─── Passage for review ───

On paper, there is little difference between the two candidates when it comes to Cuba -- both embrace a hard-line stance against the Castro regime, support the decades-old sanctions policy against President Fidel Castro and encourage the opposition movement.

The only dispute is on the subject of strict travel restrictions on Cuban-Americans who wish to visit home -- under regulations imposed by the Bush administration in June, they can only return to their homeland once every three years after applying for special authorization and the amount of money they can bring with them is sharply cut.

Kerry opposes the measures and some pollsters have suggested that fury over those curbs might swing some new votes toward the senator, although the vast majority of eligible Cuban-Americans are still expected to support the current president.

Low expectations
Within Cuba, there is an unexpected consensus among Castro supporters and some of his loudest opponents about the restrictions: most think they are unhelpful and aimed purely at consolidating the conservative Cuban exile vote in Florida.

“Whoever the next president of the United States will be, we don’t have high expectations in Cuba,” said Gustavo Machin, head of the North America Desk of the Foreign Ministry. “I would describe it as low, or maybe no expectations at all.”

Machin, the foreign ministry point person on all matters relating to the United States, acknowledged that among Cubans themselves there is grave anxiety about Bush being re-elected.

“Because this guy has been able to invade a free country just because he wanted to do so, without taking account of public opinion of the United States, the opinion of the whole international community … and the United Nations,” Machin said.

On the streets of Havana, there is no difficulty finding anti-Bush voices. After all, he has talked up the threat of Castro when addressing Cuban-Americans and U.S. officials suggested that Cuba could produce biological weapons, an allegation rejected by the government and which was later retracted.

“Bush buys people to get their vote,” said Fidel Castro, not the president but a young man in Habana del Este, a working-class Havana neighborhood. “He also encourages others to be dishonest.”

─── Supplied data ───

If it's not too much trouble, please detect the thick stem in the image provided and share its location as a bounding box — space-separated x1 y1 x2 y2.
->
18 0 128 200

───

- **Instructions**
**A.** In the passage on Cuba and the U.S. election, how often may Cuban-Americans return to their homeland under the regulations imposed in June?
**B.** Summarize the passage on Cuba and the U.S. election in two sentences.
**C.** Quote the passage on Cuba and the U.S. election from "Kerry opposes the" up to and including "vote in Florida.".

- **Solutions below**
**A.** Once every three years, after applying for special authorization.

**B.** The two candidates take similar hard-line positions on Cuba and differ only over the Bush administration's travel restrictions on Cuban-Americans, which Kerry opposes. Within Cuba, most Castro supporters and some of his loudest opponents see those restrictions as unhelpful and aimed at the exile vote in Florida, and Foreign Ministry official Gustavo Machin said Cuba has low or no expectations of the next U.S. president.

**C.**
Kerry opposes the measures and some pollsters have suggested that fury over those curbs might swing some new votes toward the senator, although the vast majority of eligible Cuban-Americans are still expected to support the current president.

Low expectations
Within Cuba, there is an unexpected consensus among Castro supporters and some of his loudest opponents about the restrictions: most think they are unhelpful and aimed purely at consolidating the conservative Cuban exile vote in Florida.